JOB 1:
List every kind of robot that the profile of Holly Yanco below says fills her office.
JOB 2:
Answer these questions from the Holly Yanco profile below, one line each:
(a) What name did Yanco give her robotic wheelchair?
(b) Near which building was she testing the robot when the castor cracked?
(c) Which lab does Yanco direct?
JOB 3:
Pick up the profile of Holly Yanco below where it stops, and continue it.

TEXT:
====

Holly Yanco, SM ‘94, PhD ‘00, develops robots to help people in the home and in the field.

In Holly Yanco’s office, robots of every sort–windup, stuffed, and model, ranging from C-3PO to Bender–vie for space with the hundreds of brightly colored Pez dispensers that line the three crowded shelves, the counters, and the top of the whiteboard.

Nestled among the toys is a small, worn wheel, slightly larger than a doughnut. Yanco, who directs the robotics lab at the University of Massachusetts, Lowell, holds it up. “This is the end of my thesis,” she says with a chuckle. As a doctoral candidate at MIT in the late 1990s, Yanco developed a robotic wheelchair she called “Wheelesley.” (She’d started working on it as a visiting lecturer at Wellesley, her alma mater.) Wheelesley’s stereo vision system and distance sensors allow it to automatically identify and navigate around obstacles such as poles and steep drop-offs like curbs or stairs.”I was testing the robot over by Building 34, and the castor just cracked,” she recalls. “This was about a week before my defense.” A fellow grad student helped her push the wheelchair back across campus, and she found a vendor to overnight a replacement part. She keeps the cracked wheel on the shelf to remind her students that technical difficulties encountered by doctoral candidates–and obstacles faced by people with mobility issues–are part of life. But it’s also a reminder that such problems can be overcome.

====

GIVEN RECORDS:

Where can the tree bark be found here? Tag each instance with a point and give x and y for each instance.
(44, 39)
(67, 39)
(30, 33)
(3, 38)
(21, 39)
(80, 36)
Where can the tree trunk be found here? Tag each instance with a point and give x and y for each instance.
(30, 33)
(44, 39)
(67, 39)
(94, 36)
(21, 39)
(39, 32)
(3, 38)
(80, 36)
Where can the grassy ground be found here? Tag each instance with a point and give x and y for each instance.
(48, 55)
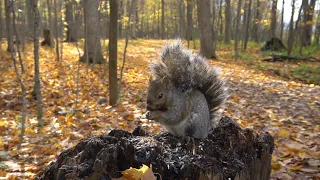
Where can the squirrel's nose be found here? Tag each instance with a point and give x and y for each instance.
(148, 107)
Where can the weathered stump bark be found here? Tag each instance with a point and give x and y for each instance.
(274, 44)
(229, 152)
(47, 38)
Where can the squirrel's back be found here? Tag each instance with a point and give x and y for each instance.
(188, 71)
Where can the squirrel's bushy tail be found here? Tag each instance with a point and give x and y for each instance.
(189, 71)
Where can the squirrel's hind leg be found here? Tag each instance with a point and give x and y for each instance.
(196, 129)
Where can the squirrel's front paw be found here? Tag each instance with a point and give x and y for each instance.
(149, 116)
(152, 115)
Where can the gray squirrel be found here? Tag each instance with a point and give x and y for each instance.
(184, 92)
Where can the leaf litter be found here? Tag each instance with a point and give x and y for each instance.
(288, 110)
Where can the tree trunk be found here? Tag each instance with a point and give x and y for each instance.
(134, 18)
(37, 85)
(228, 153)
(56, 30)
(227, 22)
(8, 10)
(120, 13)
(246, 36)
(49, 16)
(92, 45)
(291, 31)
(236, 39)
(308, 18)
(189, 21)
(317, 31)
(22, 86)
(71, 28)
(273, 25)
(257, 24)
(30, 19)
(163, 28)
(182, 21)
(206, 35)
(282, 25)
(1, 24)
(113, 50)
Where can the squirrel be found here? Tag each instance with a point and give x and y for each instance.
(184, 92)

====

EXERCISE RESULT 1:
windup, stuffed, model

EXERCISE RESULT 2:
(a) Wheelesley
(b) Building 34
(c) The robotics lab at the University of Massachusetts, Lowell

EXERCISE RESULT 3:
Yanco’s no-nonsense approach has served her well in her effort to develop both robotic aids for people with disabilities and remote-controlled robots that can help do such things as look for disaster survivors. Both kinds of robots, Yanco says, require intuitive user controls, sophisticated sensors, and intelligent mapping capabilities. And to increase the chances that such robots will be truly useful outside the lab, she thinks carefully about finding the right balance between human control and robot autonomy.

“When you’re driving down the street, there are a lot of things you do with small corrections that you don’t even think about,” she explains. “You’re thinking about the higher level–do I need to turn at the next intersection. But when you have someone in a wheelchair who has trouble with fine motor control, all of the really tiny controls are just as much effort as the large controls. If you can … just have them think about the larger stuff, it can make it easier for them to drive the chair.” For example, Yanco says, a wheelchair user who wants to go to a room on the third floor of a hotel should need only to say the room number, and the robot should be able to manage each smaller step: going from the lobby to the elevator, pushing the elevator button, entering the elevator, pushing the floor button, finding the room, opening the door, and entering.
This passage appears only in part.